Dataset records on object locations:
★ ★ ★ ★

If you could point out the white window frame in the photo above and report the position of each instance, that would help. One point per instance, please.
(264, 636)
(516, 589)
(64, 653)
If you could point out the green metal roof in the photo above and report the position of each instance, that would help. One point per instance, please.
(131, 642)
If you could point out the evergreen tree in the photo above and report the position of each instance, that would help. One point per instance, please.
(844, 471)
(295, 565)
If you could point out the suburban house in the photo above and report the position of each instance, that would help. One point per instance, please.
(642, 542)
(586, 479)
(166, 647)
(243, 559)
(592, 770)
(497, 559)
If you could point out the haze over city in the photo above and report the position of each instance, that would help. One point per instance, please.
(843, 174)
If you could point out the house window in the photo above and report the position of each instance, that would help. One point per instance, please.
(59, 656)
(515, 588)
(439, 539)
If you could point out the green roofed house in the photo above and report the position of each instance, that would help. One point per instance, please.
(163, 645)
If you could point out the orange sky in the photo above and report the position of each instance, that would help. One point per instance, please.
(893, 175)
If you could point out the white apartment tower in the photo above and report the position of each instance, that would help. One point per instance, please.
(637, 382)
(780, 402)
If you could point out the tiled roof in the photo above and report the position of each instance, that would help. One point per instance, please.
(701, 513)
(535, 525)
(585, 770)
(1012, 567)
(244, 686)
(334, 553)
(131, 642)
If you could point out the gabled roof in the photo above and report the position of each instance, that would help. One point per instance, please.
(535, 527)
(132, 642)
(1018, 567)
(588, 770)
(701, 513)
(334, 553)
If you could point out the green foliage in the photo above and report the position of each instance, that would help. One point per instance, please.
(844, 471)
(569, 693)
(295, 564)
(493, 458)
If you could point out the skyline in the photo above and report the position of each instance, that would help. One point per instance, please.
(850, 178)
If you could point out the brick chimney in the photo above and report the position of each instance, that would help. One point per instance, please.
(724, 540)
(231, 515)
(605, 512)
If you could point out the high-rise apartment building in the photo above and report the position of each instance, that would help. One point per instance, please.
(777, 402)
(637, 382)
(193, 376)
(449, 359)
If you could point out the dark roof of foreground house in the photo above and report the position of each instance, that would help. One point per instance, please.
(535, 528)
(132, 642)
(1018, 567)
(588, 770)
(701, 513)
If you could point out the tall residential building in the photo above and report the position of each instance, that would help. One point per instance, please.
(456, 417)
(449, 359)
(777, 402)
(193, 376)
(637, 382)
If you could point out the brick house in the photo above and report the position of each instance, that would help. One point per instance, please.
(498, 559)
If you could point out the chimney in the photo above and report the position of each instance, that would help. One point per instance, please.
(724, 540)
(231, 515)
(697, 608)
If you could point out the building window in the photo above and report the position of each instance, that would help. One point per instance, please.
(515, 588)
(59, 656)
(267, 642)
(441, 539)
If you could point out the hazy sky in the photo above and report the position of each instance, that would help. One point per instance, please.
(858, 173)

★ ★ ★ ★

WHAT TO WORK ON.
Reproduce all of the records above verbatim, without changing anything.

REPLY.
If you could point out the white window frame in the photo above and report the position of each instance, that would help. One point per instance, please.
(264, 636)
(516, 589)
(64, 653)
If you could point out the green metal roof in the photo above and report the position of each instance, that would help. One point per instance, please.
(131, 642)
If you could point out the evergreen tree in the photo above and report the position of each instance, that would help. One point per instance, please.
(844, 471)
(295, 565)
If you could point out the suburban house in the photo above and report the position of each instance, that would help. One point per instance, please.
(642, 542)
(586, 479)
(166, 647)
(243, 559)
(592, 770)
(497, 559)
If you could point out the haze over city in the photo above and report the position of each instance, that would help. One point per instance, please.
(843, 174)
If you could point out the house window in the photo above and report the position of each instance, that would help. One point per instance, please.
(59, 656)
(515, 588)
(439, 539)
If you could point out the green roofed house in the photo above and report the position of each instance, that would help. One point per instance, please.
(163, 645)
If you could point out the orange sky in the photo above and report the position of each instance, that would help. One point per instance, please.
(893, 175)
If you could point out the white apartment tower in the photo above and report the position of each instance, that would help. One point per instance, please.
(637, 382)
(780, 402)
If you could point out the tiled roof in the photo above and report the position of each instance, that would help. One point per instance, please.
(701, 513)
(535, 525)
(585, 770)
(1012, 567)
(244, 686)
(334, 553)
(131, 642)
If you could point out the gabled roof in the photo above and report the position of each instance, that would help. One point per instance, please.
(535, 527)
(132, 642)
(1018, 567)
(588, 770)
(701, 513)
(334, 553)
If you could point out the green foliage in the photo above and report the position of each instance, that would help. One point per instance, please.
(844, 471)
(569, 693)
(295, 564)
(493, 458)
If you could point out the skyline in the photo above and report the position of each instance, that would help. One point per instance, please.
(850, 178)
If you could point out the brick chimney in the photo above and report the position of each instance, that would help. One point per instance, please.
(724, 540)
(231, 515)
(605, 512)
If you could point out the high-rise apartment building in the photo above and report the position of each instance, that would help. One point per instance, please.
(777, 402)
(637, 382)
(193, 376)
(449, 359)
If you could point out the dark roof of foreground house in the photo above and report the position of each instance, that would help. One point per instance, please.
(535, 528)
(132, 642)
(1018, 567)
(588, 770)
(701, 513)
If you could point out the tall residential building in the photo above and report the position of each instance, that would help. One point per instance, please.
(456, 417)
(449, 359)
(777, 402)
(193, 376)
(637, 382)
If you could point out the brick house in the photo above and report the position of each instance, that would help. One point per instance, please.
(498, 559)
If you could point out the chimney in the photo above and report the position of each instance, that would help. One point per instance, please.
(724, 540)
(231, 515)
(697, 608)
If you could point out the building window in the photo above and report the position of each instance, that would help. One point per instance, please.
(515, 588)
(59, 656)
(267, 642)
(441, 539)
If you could point out the hazy sky in the photo above and report the position of each instance, that would help. One point per instance, please.
(858, 173)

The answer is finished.